= REQUIRED WORK =
Write out exactly the lines of the entries below from the one holding "For every instance of the white soccer jersey" to the one holding "For every instance of the white shorts", inclusive, and leave out all other lines.

(Stored data entries)
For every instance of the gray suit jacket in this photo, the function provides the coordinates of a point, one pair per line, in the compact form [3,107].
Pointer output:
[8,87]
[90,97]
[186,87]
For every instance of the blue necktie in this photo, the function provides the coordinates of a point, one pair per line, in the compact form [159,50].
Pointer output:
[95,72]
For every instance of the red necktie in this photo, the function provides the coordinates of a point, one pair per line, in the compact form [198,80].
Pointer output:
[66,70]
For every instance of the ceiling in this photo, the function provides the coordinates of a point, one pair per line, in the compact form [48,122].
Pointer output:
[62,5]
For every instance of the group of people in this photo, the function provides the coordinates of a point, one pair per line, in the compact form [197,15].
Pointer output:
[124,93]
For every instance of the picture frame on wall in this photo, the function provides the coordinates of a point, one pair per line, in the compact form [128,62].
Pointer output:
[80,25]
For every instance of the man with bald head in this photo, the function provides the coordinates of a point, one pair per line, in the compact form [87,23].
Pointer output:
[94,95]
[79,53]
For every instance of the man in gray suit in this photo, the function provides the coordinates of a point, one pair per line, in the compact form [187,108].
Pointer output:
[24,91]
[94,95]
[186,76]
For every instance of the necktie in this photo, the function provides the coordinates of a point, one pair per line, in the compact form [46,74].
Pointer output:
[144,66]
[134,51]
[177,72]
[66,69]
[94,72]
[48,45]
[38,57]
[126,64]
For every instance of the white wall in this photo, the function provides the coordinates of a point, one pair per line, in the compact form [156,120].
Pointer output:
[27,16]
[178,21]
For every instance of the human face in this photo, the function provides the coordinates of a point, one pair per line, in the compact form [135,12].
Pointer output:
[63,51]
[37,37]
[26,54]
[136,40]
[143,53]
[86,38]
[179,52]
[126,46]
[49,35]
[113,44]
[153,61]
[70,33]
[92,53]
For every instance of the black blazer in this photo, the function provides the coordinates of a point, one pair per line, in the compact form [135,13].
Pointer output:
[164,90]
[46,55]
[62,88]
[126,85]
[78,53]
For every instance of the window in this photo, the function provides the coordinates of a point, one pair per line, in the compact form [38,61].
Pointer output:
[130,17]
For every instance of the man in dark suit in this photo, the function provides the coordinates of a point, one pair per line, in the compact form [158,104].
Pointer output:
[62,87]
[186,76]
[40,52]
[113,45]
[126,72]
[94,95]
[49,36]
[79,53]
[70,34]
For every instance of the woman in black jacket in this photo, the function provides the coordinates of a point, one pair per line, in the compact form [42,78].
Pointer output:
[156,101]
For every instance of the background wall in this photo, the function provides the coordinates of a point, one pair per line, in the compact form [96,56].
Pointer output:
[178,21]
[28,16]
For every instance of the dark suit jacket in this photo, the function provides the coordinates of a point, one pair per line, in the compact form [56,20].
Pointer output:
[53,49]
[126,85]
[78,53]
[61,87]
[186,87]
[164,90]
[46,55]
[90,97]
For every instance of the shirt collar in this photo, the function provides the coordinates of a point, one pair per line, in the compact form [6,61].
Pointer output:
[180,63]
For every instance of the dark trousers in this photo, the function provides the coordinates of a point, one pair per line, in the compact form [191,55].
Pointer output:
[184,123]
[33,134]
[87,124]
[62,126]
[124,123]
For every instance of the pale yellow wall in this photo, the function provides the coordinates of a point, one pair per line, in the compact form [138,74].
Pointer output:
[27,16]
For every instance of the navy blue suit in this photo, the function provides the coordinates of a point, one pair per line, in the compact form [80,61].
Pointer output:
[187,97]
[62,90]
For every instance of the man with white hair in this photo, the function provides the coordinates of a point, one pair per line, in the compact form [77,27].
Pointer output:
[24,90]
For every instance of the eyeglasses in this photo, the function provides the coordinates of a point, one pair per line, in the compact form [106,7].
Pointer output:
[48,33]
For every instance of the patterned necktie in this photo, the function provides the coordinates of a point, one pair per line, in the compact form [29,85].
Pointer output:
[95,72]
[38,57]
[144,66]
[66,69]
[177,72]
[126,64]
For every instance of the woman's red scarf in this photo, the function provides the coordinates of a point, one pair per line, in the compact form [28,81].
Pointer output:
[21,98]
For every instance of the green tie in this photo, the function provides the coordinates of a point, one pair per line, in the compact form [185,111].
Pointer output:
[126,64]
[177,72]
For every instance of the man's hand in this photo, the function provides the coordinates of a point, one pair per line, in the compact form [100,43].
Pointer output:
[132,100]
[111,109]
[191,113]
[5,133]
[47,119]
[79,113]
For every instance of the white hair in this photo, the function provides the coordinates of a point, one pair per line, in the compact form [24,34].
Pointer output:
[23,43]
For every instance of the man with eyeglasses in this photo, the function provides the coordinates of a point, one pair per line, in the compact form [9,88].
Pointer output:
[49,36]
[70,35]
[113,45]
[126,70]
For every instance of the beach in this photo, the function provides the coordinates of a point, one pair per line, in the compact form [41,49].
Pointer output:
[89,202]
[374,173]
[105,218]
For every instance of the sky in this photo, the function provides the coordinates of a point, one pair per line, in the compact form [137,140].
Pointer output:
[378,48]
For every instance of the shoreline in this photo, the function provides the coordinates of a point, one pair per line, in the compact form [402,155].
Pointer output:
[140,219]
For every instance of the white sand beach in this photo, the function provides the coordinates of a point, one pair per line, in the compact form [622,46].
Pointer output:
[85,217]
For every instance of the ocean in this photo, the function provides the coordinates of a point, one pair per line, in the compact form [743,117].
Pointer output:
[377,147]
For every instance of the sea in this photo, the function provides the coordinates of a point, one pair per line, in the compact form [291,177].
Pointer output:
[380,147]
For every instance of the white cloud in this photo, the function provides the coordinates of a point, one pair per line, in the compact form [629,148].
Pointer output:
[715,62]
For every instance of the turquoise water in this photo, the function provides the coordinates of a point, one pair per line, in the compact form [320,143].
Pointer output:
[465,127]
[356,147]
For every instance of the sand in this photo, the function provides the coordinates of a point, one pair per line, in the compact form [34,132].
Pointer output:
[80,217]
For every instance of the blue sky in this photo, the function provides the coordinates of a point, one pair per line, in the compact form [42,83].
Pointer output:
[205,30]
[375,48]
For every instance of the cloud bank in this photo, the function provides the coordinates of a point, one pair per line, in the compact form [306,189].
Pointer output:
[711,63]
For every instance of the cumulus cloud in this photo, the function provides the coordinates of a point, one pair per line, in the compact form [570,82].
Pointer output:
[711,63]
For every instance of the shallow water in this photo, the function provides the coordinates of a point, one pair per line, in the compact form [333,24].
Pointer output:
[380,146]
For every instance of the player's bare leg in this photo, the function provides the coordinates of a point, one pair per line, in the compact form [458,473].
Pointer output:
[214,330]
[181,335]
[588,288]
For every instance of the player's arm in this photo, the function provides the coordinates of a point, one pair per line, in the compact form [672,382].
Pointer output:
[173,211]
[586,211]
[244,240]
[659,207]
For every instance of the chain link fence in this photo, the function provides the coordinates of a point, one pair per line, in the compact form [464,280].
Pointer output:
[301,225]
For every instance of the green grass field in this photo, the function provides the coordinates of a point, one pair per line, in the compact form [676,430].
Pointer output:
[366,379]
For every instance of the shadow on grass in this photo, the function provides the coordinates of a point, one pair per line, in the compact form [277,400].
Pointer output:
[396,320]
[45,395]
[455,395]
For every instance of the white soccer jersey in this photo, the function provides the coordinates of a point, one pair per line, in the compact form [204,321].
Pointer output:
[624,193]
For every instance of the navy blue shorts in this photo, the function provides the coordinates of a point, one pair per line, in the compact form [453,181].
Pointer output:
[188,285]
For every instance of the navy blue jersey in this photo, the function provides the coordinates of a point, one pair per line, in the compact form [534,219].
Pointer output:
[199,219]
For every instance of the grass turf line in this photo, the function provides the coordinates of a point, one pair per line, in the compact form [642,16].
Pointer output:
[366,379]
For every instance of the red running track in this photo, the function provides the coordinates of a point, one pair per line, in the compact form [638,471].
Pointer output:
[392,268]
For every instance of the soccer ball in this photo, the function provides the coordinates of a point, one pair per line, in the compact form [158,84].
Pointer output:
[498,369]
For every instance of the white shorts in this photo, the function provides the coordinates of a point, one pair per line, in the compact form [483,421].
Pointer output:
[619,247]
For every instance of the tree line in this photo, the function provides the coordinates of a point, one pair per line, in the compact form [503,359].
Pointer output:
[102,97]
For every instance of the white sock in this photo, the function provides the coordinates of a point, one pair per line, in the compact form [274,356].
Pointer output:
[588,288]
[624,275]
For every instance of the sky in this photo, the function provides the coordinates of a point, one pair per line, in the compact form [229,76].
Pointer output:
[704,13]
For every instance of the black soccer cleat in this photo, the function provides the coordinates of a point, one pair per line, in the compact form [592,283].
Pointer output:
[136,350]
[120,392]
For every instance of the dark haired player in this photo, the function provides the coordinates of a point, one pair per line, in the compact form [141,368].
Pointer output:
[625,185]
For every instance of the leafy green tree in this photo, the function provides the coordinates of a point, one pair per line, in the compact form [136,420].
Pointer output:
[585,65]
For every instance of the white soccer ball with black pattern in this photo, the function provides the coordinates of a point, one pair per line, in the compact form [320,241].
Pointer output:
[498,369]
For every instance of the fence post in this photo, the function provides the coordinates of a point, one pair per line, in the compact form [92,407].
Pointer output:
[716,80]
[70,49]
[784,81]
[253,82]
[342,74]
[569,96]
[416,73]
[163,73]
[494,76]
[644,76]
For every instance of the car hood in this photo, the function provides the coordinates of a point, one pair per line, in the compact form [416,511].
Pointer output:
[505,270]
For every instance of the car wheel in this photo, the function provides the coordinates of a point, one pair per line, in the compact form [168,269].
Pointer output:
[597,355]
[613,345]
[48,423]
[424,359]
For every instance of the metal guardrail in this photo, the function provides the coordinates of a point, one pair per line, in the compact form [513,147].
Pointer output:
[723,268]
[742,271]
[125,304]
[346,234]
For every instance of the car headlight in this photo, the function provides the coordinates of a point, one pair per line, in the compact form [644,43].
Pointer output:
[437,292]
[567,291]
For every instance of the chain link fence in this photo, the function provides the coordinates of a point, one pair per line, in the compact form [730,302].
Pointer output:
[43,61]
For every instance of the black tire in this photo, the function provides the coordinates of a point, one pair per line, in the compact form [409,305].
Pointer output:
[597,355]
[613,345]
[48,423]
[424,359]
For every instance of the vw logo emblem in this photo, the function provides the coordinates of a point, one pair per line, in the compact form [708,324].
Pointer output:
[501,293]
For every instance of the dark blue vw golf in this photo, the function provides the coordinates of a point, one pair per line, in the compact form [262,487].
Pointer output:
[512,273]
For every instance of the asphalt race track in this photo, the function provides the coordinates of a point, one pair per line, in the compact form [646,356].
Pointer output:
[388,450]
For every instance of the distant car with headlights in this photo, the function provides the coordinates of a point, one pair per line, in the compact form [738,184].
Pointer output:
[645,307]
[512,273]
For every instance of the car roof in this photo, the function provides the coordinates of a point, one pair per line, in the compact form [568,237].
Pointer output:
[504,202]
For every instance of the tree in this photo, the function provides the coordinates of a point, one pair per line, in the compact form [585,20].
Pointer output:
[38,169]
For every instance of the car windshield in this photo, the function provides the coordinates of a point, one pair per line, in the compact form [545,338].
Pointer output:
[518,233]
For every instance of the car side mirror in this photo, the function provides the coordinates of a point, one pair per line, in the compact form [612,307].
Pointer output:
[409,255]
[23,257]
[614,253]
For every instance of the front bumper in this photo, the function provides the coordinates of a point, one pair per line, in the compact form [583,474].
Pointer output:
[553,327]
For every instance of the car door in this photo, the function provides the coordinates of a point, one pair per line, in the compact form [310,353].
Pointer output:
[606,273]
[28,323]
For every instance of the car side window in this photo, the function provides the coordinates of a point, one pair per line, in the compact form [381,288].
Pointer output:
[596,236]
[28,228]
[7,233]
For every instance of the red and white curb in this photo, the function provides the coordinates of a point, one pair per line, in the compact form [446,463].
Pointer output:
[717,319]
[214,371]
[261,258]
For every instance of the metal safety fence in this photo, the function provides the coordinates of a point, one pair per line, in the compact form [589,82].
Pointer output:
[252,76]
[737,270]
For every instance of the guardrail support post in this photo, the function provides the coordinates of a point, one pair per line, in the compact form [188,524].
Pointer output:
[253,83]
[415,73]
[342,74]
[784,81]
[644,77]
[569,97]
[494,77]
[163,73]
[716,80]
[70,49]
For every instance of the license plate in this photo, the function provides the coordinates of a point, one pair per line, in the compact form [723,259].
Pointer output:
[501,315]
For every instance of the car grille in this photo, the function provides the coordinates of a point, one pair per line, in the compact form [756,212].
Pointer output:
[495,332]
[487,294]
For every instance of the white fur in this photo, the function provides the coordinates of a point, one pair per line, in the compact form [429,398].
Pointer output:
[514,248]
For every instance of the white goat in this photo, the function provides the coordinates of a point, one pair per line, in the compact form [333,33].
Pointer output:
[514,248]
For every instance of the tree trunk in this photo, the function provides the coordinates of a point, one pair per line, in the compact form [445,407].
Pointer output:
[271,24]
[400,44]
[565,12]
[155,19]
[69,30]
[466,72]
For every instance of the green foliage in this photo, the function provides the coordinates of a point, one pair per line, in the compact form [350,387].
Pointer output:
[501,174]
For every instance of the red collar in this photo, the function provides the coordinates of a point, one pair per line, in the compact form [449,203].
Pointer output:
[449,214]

= ANSWER =
For every instance of the white soccer jersey in this photo, the function provides the coordinates of a point, one pair per line, in the compact form [204,321].
Pointer output:
[624,193]
For every instance of the navy blue shorts in this photo, the function provides the coordinates of a point, one pair per line, in the compact form [453,181].
Pointer output:
[188,285]
For every instance of the navy blue jersey in this photo, the function provides the coordinates of a point, one pair per line, in the compact form [534,219].
Pointer output:
[199,219]
For every instance of the grass turf line in this photo, the function provides the coordinates of a point, one pair per line, in the compact form [642,16].
Pointer output:
[366,379]
For every instance of the red running track in this photo, the function provides the coordinates of a point, one pair per line, in the compact form [638,471].
Pointer output:
[392,268]
For every instance of the soccer ball in this photo, the function provides the coordinates of a point, one pair per line, in the compact form [158,84].
Pointer output:
[498,369]
For every instance of the white shorts in this photo, the function provides the coordinates of a point, one pair per line, in the compact form [483,421].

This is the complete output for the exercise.